## WHAT THIS EXERCISE ASKS
[1] Write out the stretch of the concert review below from "Opener: Patrick Dethlefs." through "truly missing out.".
[2] Using the concert review below, decide whether each statement agrees with it. Answer yes or no, and quote the words that settle it.
(a) Patrick Dethlefs opened the show.
(b) Dethlefs' most recent album is called Fall & Rise.
(c) The concert happened on a Friday night.
[3] Answer these questions from the concert review below.
(a) Which river ran behind the stage?
(b) Which act was Dethlefs about to play a few dates with?
(c) In what year did Fall & Rise come out?

## TEXT TO READ

Justin Townes Earle – June 16th – Mishawaka Amphitheatre

TYH_4839Photos by Ty Hyten

The Scene: The snowmelt-filled Poudre River roared down the canyon and behind the stage at the scenic Mishawaka Amphitheatre last Saturday night. The crowd of college kids, older cowboys and mountain men and their sundress clad girlfriends showed up early to enjoy beer and a nice summer evening. The rugged stage and buildings that surrounded it looked and smelled like the dinning hall at a summer camp with a little less bug spray and a lot more beer. The scenic drive to the venue was long, but it was worth it for the outstanding night of music that was to come.

Opener: Patrick Dethlefs. It’s hard to imagine a more fitting artist for the scenic mountain stage than Colorado’s own Patrick Dethlefs. Fresh off of a performance at Red Rocks for Film On The Rocks and a few days before hitting the road for a few dates with Paper Bird, the singer-songwriter had the chance to win over a few new fans at The Mish. Pulling mostly from his most recent album, Fall & Rise, Dethlefs’ gentle and unassuming voice resonated with the audience up front. The volume swells on lead guitar and the gentle march of the drums beautifully filled out songs like “Another Colorado Song” and a lively “Will I Ever Find a Way?” that got folks dancing. Dethlefs also held his own solo at times, particularly on “Fall & Rise,” the title track to his equally gorgeous 2012 album. If you’re yet to hear his music, you’re truly missing out.

## INFORMATION GIVEN
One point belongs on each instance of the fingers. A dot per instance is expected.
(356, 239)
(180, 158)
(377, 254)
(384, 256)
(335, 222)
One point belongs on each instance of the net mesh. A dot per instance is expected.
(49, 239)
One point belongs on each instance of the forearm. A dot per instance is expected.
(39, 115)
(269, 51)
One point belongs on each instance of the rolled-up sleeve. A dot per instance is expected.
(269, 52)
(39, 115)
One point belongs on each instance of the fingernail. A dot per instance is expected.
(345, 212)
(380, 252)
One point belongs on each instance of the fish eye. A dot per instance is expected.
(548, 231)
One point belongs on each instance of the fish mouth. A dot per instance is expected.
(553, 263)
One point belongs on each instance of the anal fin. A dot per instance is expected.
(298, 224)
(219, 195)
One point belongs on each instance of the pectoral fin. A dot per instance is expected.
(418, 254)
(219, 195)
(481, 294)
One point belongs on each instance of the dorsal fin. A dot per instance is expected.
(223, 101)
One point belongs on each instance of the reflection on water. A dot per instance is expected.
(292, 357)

## PER-TASK OUTPUTS
[1]
Opener: Patrick Dethlefs. It’s hard to imagine a more fitting artist for the scenic mountain stage than Colorado’s own Patrick Dethlefs. Fresh off of a performance at Red Rocks for Film On The Rocks and a few days before hitting the road for a few dates with Paper Bird, the singer-songwriter had the chance to win over a few new fans at The Mish. Pulling mostly from his most recent album, Fall & Rise, Dethlefs’ gentle and unassuming voice resonated with the audience up front. The volume swells on lead guitar and the gentle march of the drums beautifully filled out songs like “Another Colorado Song” and a lively “Will I Ever Find a Way?” that got folks dancing. Dethlefs also held his own solo at times, particularly on “Fall & Rise,” the title track to his equally gorgeous 2012 album. If you’re yet to hear his music, you’re truly missing out.

[2]
(a) Yes: "Opener: Patrick Dethlefs."
(b) Yes: "Pulling mostly from his most recent album, Fall & Rise"
(c) No: "behind the stage at the scenic Mishawaka Amphitheatre last Saturday night"

[3]
(a) The Poudre River
(b) Paper Bird
(c) 2012